WHAT YOU NEED TO DO:
In the rows below, starting with the line with "Practice. For this step, pick out the binder" and going on through the line with "point(567, 318)", change "laptop screen" to "computer screen" and write those lines out again with nothing else altered.

[Records of point placements]
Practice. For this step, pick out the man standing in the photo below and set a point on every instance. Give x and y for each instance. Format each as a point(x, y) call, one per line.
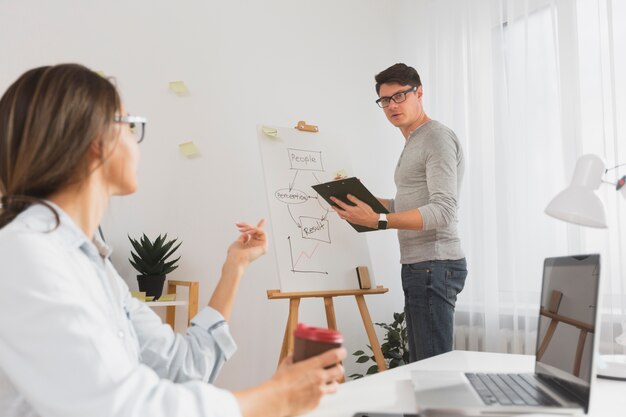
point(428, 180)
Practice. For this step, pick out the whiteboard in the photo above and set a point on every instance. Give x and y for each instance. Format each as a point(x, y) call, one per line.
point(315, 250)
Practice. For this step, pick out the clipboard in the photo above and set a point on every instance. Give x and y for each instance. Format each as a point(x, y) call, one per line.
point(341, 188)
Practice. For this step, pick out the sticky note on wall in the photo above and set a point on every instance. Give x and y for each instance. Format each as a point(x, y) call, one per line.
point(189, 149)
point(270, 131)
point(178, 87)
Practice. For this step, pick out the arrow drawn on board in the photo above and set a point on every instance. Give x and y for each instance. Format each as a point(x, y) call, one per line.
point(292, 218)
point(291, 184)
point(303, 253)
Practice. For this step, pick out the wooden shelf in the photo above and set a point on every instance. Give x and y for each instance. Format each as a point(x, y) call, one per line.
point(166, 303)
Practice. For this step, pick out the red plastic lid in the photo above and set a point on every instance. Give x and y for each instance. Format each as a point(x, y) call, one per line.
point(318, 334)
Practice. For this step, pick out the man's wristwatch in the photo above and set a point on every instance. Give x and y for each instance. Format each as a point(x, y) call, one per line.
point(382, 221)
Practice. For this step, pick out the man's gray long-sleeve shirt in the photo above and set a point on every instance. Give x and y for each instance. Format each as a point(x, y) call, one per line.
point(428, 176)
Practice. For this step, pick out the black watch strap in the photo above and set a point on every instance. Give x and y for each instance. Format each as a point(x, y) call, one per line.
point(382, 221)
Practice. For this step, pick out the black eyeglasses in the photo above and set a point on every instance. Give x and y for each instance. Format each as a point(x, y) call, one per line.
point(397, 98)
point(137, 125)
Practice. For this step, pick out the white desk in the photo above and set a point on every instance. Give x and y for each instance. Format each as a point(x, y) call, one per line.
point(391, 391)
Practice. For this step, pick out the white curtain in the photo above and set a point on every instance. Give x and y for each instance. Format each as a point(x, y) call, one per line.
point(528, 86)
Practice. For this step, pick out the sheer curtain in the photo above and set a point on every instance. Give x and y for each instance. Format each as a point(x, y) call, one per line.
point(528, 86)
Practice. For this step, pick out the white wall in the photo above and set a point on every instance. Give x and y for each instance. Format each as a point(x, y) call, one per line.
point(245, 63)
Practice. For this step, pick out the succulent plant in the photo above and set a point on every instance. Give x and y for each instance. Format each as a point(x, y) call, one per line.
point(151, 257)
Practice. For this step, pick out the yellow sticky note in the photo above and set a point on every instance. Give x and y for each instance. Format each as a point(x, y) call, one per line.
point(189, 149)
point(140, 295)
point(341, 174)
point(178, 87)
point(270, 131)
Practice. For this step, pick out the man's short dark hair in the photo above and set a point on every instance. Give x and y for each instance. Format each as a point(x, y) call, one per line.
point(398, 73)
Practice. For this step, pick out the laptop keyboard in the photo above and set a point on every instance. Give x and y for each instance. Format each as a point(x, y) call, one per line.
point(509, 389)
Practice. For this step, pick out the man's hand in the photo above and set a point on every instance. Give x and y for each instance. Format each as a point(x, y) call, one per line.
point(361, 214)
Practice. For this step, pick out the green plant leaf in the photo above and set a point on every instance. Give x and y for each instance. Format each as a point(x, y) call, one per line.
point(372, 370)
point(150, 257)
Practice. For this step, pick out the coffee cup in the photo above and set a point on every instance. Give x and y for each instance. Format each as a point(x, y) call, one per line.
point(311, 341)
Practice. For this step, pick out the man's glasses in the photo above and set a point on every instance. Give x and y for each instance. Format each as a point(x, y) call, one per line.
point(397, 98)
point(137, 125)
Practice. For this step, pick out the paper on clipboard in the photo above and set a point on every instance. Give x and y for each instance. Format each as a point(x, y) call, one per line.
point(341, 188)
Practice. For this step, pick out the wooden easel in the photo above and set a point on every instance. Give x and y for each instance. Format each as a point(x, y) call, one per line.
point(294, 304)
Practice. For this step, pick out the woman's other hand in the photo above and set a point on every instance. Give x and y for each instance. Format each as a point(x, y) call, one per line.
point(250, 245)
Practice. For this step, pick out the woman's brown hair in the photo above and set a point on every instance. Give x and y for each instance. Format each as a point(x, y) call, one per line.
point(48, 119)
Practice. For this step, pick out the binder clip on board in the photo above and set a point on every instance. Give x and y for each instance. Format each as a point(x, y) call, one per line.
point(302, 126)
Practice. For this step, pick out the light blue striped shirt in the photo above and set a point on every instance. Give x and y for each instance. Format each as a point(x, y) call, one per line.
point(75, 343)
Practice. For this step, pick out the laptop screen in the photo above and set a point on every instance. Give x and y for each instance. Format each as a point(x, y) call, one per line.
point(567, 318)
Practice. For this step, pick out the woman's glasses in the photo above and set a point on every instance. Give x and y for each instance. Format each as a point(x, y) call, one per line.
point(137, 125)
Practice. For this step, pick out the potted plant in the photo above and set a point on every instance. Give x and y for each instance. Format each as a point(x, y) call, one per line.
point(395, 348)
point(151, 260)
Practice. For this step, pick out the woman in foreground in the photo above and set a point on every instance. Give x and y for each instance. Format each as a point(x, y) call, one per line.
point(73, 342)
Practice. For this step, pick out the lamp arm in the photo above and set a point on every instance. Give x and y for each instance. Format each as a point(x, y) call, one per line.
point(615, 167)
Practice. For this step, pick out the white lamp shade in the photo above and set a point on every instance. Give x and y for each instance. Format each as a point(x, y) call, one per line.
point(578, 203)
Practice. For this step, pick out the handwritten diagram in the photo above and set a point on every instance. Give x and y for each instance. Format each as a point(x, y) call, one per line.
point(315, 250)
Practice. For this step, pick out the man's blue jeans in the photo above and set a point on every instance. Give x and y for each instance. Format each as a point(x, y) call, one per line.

WRITTEN ANSWER:
Practice. For this step, pick out the binder clip on board in the photo above and set a point on every instance. Give x and y for each instance. Format each as a point(x, y) call, one per line.
point(302, 126)
Practice. For this step, pick out the light blue striped shirt in the photo above and set a point on every instance. Give x and y for each instance. Format each as a point(x, y) call, one per line.
point(75, 343)
Practice. For this step, pick out the computer screen in the photo above and set a point on every instance. Give x and y for each instance. Format each as a point(x, y) call, one per line.
point(567, 318)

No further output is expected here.